§ **STORED DATA**:
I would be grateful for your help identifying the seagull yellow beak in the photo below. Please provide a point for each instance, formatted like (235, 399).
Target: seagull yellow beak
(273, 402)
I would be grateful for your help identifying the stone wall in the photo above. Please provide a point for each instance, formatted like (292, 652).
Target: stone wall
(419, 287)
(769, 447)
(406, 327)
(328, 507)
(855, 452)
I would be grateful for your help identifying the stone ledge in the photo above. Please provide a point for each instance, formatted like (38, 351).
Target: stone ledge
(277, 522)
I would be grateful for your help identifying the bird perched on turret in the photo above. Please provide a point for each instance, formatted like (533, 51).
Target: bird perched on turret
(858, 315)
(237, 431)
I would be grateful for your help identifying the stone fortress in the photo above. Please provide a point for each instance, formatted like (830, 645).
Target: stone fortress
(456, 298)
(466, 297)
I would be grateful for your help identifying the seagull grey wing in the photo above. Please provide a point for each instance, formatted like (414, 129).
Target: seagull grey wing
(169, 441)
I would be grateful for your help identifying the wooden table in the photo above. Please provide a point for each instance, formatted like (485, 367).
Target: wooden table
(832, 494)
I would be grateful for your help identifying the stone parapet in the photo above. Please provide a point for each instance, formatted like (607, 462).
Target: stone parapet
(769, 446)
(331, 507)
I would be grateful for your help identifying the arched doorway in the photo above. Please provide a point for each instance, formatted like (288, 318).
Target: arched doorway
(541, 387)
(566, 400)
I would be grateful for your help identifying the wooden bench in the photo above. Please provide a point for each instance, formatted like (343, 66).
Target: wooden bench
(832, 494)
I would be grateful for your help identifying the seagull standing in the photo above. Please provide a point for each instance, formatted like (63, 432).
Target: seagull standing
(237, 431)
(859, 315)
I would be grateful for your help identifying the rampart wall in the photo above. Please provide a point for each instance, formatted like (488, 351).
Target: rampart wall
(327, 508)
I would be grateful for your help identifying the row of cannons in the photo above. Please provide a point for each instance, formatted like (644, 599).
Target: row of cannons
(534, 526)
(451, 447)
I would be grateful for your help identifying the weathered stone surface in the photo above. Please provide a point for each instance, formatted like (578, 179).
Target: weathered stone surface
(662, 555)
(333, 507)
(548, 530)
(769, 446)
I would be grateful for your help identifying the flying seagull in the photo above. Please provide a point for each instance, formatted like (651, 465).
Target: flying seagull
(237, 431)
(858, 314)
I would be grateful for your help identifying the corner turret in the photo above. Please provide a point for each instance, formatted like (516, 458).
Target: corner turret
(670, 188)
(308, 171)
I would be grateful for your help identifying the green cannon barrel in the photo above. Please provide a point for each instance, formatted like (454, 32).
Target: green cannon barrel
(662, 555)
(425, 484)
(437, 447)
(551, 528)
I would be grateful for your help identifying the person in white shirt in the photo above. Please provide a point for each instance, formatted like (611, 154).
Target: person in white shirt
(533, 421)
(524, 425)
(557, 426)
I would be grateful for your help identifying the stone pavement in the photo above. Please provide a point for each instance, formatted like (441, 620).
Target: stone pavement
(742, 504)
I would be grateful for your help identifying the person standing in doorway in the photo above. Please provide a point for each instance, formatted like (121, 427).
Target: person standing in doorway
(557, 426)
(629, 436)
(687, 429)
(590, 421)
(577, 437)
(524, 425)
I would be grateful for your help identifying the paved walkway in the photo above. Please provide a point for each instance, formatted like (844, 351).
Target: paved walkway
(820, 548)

§ **OBJECTIVE**: Copy out the material word for word and line for line.

§ **SOLUTION FOR THIS PROBLEM**:
I would be grateful for your help identifying the seagull yellow beak in the photo below. Please provide a point for each instance, formatted like (235, 399).
Target: seagull yellow beak
(273, 402)
I would be grateful for your help identifying the stone wall in the photo above. Please provide a point for each instance, formatted like (292, 652).
Target: stone wall
(419, 287)
(769, 447)
(406, 327)
(328, 507)
(855, 452)
I would be grateful for your help identifying the stone ledge in the photo above. Please provide a point for each instance, formatted like (38, 351).
Target: stone ledge
(277, 522)
I would be grateful for your help identifying the bird perched on turret in the photo above. Please provide a point for each instance, formatted like (533, 51).
Target: bird perched on turret
(858, 315)
(237, 431)
I would be grateful for your help identifying the stone fortress in the photo above. Please provide a point for each instance, formatted like (830, 645).
Target: stone fortress
(456, 298)
(466, 297)
I would be grateful for your help identifying the seagull grey wing in the photo above. Please provide a point for each instance, formatted like (414, 129).
Target: seagull grey wing
(169, 441)
I would be grateful for your help identifying the wooden table in the photo above. Please provide a point for each instance, formatted like (485, 367).
Target: wooden table
(832, 494)
I would be grateful for your help identifying the stone parapet in the photo above. Please provide a point for each instance, formatted like (607, 462).
Target: stone parapet
(769, 446)
(331, 507)
I would be grateful for your help identifying the arched doorway in the photo above. Please provide a point for each instance, formatted like (288, 318).
Target: arched doorway
(541, 387)
(566, 400)
I would be grateful for your help identifying the wooden bench in the photo above. Please provide a point for each instance, formatted like (343, 66).
Target: wooden bench
(832, 494)
I would be grateful for your help identifying the seagull standing in the photo above. Please provide a point for each instance, formatted like (63, 432).
Target: seagull standing
(237, 431)
(859, 315)
I would be grateful for your help identifying the rampart wall in the photo above. Please provide a point for each instance, formatted like (488, 351).
Target: rampart wall
(327, 508)
I would be grateful for your help identifying the row of cannons in the photo above. Please provide a point for each instance, formatted like (644, 599).
Target: row of cannons
(534, 526)
(451, 447)
I would be grateful for your help identifying the weathered stone surface in the photo above. Please provide a point for each instance, formatted like (578, 179).
Target: weathered stone surface
(662, 555)
(333, 507)
(548, 530)
(769, 446)
I would be grateful for your help identifying the flying seagull in the photo above. Please provide a point for each instance, formatted like (651, 465).
Target: flying seagull
(237, 431)
(858, 314)
I would be grateful for your help identifying the corner turret in the photo above. Please provide a point for each instance, formatted like (516, 458).
Target: corner turret
(670, 188)
(308, 171)
I would be grateful for your help identifying the green cannon barrel in the photo above. Please provide a point for each instance, formatted like (454, 32).
Target: green cannon barrel
(662, 555)
(425, 484)
(437, 447)
(551, 528)
I would be grateful for your help identifying the person in white shirt in the photo above. Please provide a point for each instance, formatted like (611, 154).
Target: person in white shirt
(533, 421)
(524, 425)
(557, 426)
I would be grateful for your help identifying the stone pavement in the photo above. Please provide a point for each instance, formatted like (441, 620).
Target: stone pavement
(742, 504)
I would be grateful for your help identifying the person standing in doorway in the photo above. Please provide a point for each instance, formatted like (121, 427).
Target: person standing in doorway
(557, 426)
(629, 436)
(687, 429)
(590, 421)
(577, 437)
(524, 425)
I would be grateful for your help identifying the paved walkway in the photo above. Please provide a point for each instance, formatted like (844, 351).
Target: paved walkway
(820, 548)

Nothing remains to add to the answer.